**Supplied data**
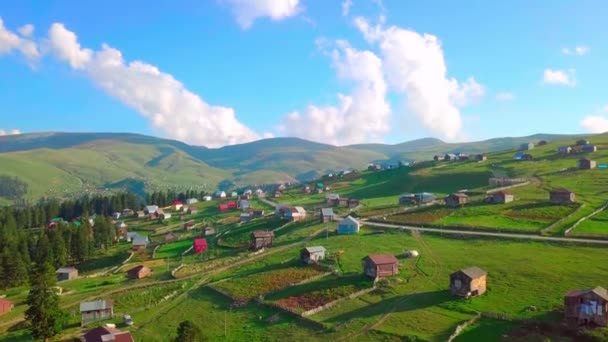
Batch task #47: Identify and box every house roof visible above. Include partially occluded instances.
[340,215,360,225]
[55,267,78,273]
[450,192,469,198]
[83,327,126,342]
[363,254,399,265]
[566,286,608,301]
[458,266,487,279]
[0,298,14,305]
[304,246,325,253]
[80,299,113,312]
[321,208,334,216]
[251,230,274,238]
[551,188,572,194]
[127,265,147,274]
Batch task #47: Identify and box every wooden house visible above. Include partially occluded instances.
[450,267,487,298]
[399,194,416,205]
[582,145,597,152]
[144,205,158,215]
[285,207,306,222]
[300,246,325,264]
[80,326,134,342]
[549,189,576,204]
[578,158,597,170]
[519,143,534,151]
[184,221,196,230]
[475,153,488,161]
[325,194,340,207]
[239,213,253,223]
[564,286,608,328]
[80,300,114,325]
[171,201,184,211]
[0,298,15,316]
[55,267,78,281]
[445,192,469,208]
[321,208,335,223]
[250,230,274,251]
[192,238,207,254]
[361,254,399,279]
[127,265,152,279]
[131,235,150,252]
[348,198,359,209]
[164,232,178,243]
[337,216,361,235]
[485,191,515,204]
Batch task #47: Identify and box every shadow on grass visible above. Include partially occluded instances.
[328,290,455,323]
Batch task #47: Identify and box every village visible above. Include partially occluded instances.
[0,139,608,342]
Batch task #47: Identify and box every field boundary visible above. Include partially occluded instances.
[540,203,587,235]
[564,202,608,236]
[448,312,481,342]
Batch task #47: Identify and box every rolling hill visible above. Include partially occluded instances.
[0,132,592,202]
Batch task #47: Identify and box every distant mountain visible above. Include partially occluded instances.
[0,132,592,199]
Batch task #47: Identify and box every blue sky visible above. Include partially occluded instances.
[0,0,608,146]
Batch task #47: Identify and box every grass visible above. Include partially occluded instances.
[155,239,193,259]
[213,265,324,300]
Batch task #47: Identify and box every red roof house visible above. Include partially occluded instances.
[194,239,207,254]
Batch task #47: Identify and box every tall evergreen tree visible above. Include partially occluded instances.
[175,321,207,342]
[25,262,66,341]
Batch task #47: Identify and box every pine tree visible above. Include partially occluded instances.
[175,321,207,342]
[25,262,66,341]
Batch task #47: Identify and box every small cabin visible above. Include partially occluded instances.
[564,286,608,328]
[300,246,325,264]
[361,255,399,278]
[55,267,78,281]
[192,239,207,254]
[337,216,361,235]
[321,208,335,223]
[486,191,515,204]
[80,300,114,325]
[549,189,576,204]
[127,265,152,279]
[450,267,487,298]
[250,230,274,251]
[445,192,469,208]
[578,158,597,170]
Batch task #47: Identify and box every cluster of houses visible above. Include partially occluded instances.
[325,194,359,208]
[557,139,597,154]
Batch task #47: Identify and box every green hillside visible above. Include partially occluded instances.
[0,133,600,203]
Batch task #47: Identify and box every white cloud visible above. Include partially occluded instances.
[495,91,515,102]
[0,129,21,137]
[47,23,258,147]
[224,0,302,29]
[355,17,485,140]
[17,24,34,37]
[543,69,576,87]
[279,41,391,145]
[0,18,40,63]
[342,0,353,17]
[562,45,590,56]
[581,115,608,133]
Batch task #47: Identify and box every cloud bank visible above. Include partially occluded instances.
[46,23,258,147]
[355,17,485,140]
[225,0,301,30]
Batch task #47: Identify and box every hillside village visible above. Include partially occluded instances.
[0,135,608,341]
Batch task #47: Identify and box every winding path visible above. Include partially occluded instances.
[361,220,608,246]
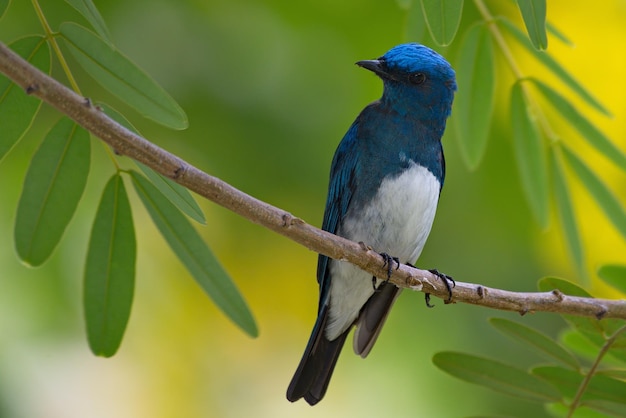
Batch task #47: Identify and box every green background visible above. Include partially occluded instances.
[0,0,626,418]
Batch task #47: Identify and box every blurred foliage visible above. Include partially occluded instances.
[0,0,626,417]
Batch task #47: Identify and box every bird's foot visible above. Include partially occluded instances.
[372,253,400,292]
[424,269,456,308]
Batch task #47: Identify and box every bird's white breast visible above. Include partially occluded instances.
[326,163,440,340]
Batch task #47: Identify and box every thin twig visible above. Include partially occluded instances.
[567,325,626,418]
[0,42,626,319]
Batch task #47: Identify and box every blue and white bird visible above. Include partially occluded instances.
[287,43,456,405]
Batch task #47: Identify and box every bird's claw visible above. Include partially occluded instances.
[372,253,400,292]
[424,269,456,308]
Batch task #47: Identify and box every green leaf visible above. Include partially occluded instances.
[562,146,626,238]
[65,0,113,45]
[531,366,584,399]
[421,0,463,46]
[98,103,206,225]
[396,0,412,10]
[15,117,90,266]
[559,328,598,360]
[585,400,626,418]
[511,81,550,228]
[433,351,561,402]
[0,0,11,19]
[539,277,626,362]
[0,36,50,161]
[452,24,496,169]
[83,174,137,357]
[598,264,626,294]
[545,403,606,418]
[552,148,585,272]
[517,0,548,49]
[546,22,574,47]
[405,4,428,44]
[530,79,626,169]
[135,161,206,225]
[489,318,580,370]
[500,19,611,116]
[130,171,258,337]
[61,22,188,129]
[532,366,626,409]
[596,369,626,381]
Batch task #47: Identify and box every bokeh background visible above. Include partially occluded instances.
[0,0,626,418]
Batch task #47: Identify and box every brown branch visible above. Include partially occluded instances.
[0,43,626,319]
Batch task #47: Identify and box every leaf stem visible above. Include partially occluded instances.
[474,0,560,143]
[32,0,81,94]
[567,325,626,418]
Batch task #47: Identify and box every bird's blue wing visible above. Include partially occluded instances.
[317,118,359,311]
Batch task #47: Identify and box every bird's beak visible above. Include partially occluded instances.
[356,60,387,77]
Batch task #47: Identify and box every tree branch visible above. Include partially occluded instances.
[0,42,626,319]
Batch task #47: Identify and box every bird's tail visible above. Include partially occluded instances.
[287,305,352,405]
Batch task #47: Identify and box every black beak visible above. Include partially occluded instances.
[356,60,387,77]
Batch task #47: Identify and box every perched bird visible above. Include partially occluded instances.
[287,43,456,405]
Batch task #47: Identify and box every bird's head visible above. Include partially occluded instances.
[357,43,456,120]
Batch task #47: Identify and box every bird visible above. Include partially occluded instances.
[287,43,457,405]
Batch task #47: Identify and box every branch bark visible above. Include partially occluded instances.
[0,42,626,319]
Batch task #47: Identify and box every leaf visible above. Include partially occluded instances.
[562,146,626,238]
[546,22,574,47]
[598,264,626,294]
[396,0,412,10]
[0,36,50,161]
[421,0,463,46]
[453,24,495,170]
[552,148,585,272]
[499,19,611,116]
[511,81,550,228]
[545,403,606,418]
[65,0,113,45]
[532,366,626,408]
[433,351,561,402]
[559,328,598,360]
[135,161,206,225]
[531,366,584,399]
[83,174,137,357]
[61,22,188,129]
[15,117,91,266]
[130,171,258,337]
[530,79,626,169]
[539,277,626,362]
[404,4,428,43]
[489,318,580,370]
[98,103,206,225]
[0,0,11,19]
[517,0,548,49]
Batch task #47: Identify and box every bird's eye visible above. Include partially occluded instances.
[409,73,426,85]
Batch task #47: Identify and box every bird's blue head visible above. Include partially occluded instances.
[357,43,456,121]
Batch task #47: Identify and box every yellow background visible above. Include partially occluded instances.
[0,0,626,418]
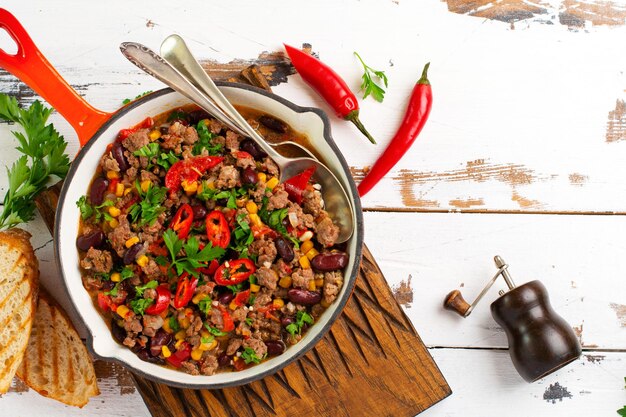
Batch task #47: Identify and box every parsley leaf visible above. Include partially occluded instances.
[241,348,263,364]
[354,52,388,103]
[0,94,70,230]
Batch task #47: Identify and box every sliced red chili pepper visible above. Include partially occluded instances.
[217,305,235,332]
[233,290,250,307]
[165,342,191,368]
[165,156,224,193]
[170,204,193,239]
[205,210,230,249]
[174,272,198,308]
[146,284,172,316]
[283,166,316,204]
[213,259,256,285]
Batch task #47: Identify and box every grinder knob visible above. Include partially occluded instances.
[491,281,581,382]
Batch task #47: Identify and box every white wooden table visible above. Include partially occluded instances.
[0,0,626,417]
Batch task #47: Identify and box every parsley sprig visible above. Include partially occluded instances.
[354,52,388,103]
[0,94,70,230]
[163,229,225,277]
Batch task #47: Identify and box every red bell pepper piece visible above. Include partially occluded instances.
[165,156,224,193]
[213,259,256,285]
[205,210,230,249]
[146,284,172,316]
[174,272,198,308]
[170,204,193,239]
[165,342,191,368]
[233,290,250,307]
[283,166,316,204]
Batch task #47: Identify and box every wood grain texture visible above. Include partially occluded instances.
[135,247,451,417]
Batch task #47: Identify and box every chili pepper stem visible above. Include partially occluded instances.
[345,110,376,145]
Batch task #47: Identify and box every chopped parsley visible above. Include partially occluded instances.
[163,229,225,277]
[285,311,314,335]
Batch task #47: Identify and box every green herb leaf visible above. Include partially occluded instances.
[354,52,389,103]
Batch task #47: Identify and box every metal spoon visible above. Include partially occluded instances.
[120,42,354,243]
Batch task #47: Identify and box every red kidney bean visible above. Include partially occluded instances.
[217,292,235,305]
[76,230,104,252]
[124,243,143,265]
[311,252,348,272]
[287,288,322,306]
[265,340,287,356]
[239,139,267,159]
[190,204,206,220]
[150,329,172,356]
[111,142,129,172]
[274,236,295,263]
[259,115,287,133]
[89,177,109,206]
[241,167,259,185]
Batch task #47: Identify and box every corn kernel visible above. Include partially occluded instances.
[249,214,263,227]
[109,206,122,217]
[148,129,161,142]
[191,293,206,304]
[115,304,130,317]
[161,345,172,358]
[265,177,278,190]
[115,182,124,197]
[300,240,313,253]
[278,275,291,288]
[141,180,152,193]
[300,230,313,242]
[191,348,204,361]
[246,201,259,214]
[137,255,150,268]
[124,236,139,249]
[298,256,311,269]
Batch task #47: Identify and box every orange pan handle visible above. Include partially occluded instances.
[0,8,112,146]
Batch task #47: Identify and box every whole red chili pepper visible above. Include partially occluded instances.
[283,44,376,143]
[358,62,433,197]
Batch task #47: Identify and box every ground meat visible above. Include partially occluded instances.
[215,165,240,189]
[143,314,163,337]
[200,355,219,375]
[226,338,243,356]
[180,361,200,375]
[322,271,343,304]
[316,215,339,247]
[80,248,113,274]
[108,216,134,256]
[291,268,313,289]
[226,130,240,150]
[243,333,267,358]
[256,266,278,290]
[249,236,277,266]
[122,129,150,152]
[267,184,289,211]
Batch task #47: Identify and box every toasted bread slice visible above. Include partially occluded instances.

**What to produce**
Render the lines from the one containing "Batch task #47: Identify and box every metal" through the end of the records, both included, as a Markdown table with the columns No. and Entry. Number each row and leave out blank lines.

**Task solution**
| No. | Entry |
|---|---|
| 1 | Batch task #47: Identify and box every metal spoon visible above. Include partially occluded instances. |
| 2 | [120,42,354,243] |
| 3 | Batch task #47: Identify and box every red kidney bean visible above. Include partially occluded instances. |
| 4 | [217,292,235,305] |
| 5 | [76,230,104,252] |
| 6 | [124,243,143,265] |
| 7 | [311,252,348,272] |
| 8 | [287,288,322,306] |
| 9 | [265,340,287,356] |
| 10 | [239,139,267,159] |
| 11 | [190,204,206,220] |
| 12 | [150,329,172,356] |
| 13 | [111,142,129,172] |
| 14 | [274,236,295,263] |
| 15 | [259,115,287,133] |
| 16 | [89,177,109,206] |
| 17 | [241,167,259,185] |
| 18 | Batch task #47: Identify and box every corn kernel visible above. Include partially occluded instances. |
| 19 | [249,214,263,227] |
| 20 | [109,206,122,217] |
| 21 | [148,129,161,142] |
| 22 | [191,293,206,304] |
| 23 | [115,304,130,317] |
| 24 | [161,345,172,358] |
| 25 | [265,177,278,190] |
| 26 | [115,182,124,197] |
| 27 | [300,240,313,253] |
| 28 | [278,275,291,288] |
| 29 | [141,180,152,193] |
| 30 | [300,230,313,242] |
| 31 | [191,348,204,361] |
| 32 | [246,201,259,214] |
| 33 | [137,255,150,268] |
| 34 | [124,236,139,249] |
| 35 | [298,256,311,269] |
| 36 | Batch task #47: Identify and box every orange pan handle visible above. Include partially occluded instances. |
| 37 | [0,8,112,146] |
| 38 | Batch task #47: Identify and box every whole red chili pepper visible above. Include partially occluded instances. |
| 39 | [283,44,376,143] |
| 40 | [358,62,433,197] |
| 41 | Batch task #47: Identify and box every ground meat visible above. Include partially occluded instances. |
| 42 | [215,165,240,189] |
| 43 | [143,314,163,337] |
| 44 | [200,355,219,375] |
| 45 | [226,338,243,356] |
| 46 | [180,361,200,375] |
| 47 | [322,271,343,304] |
| 48 | [316,215,339,247] |
| 49 | [80,248,113,274] |
| 50 | [108,216,134,256] |
| 51 | [291,268,313,289] |
| 52 | [226,130,240,150] |
| 53 | [243,333,267,358] |
| 54 | [256,266,278,290] |
| 55 | [249,236,277,266] |
| 56 | [122,129,150,152] |
| 57 | [267,184,289,211] |
| 58 | Batch task #47: Identify and box every toasted bread slice visible above. Include partially occluded instances. |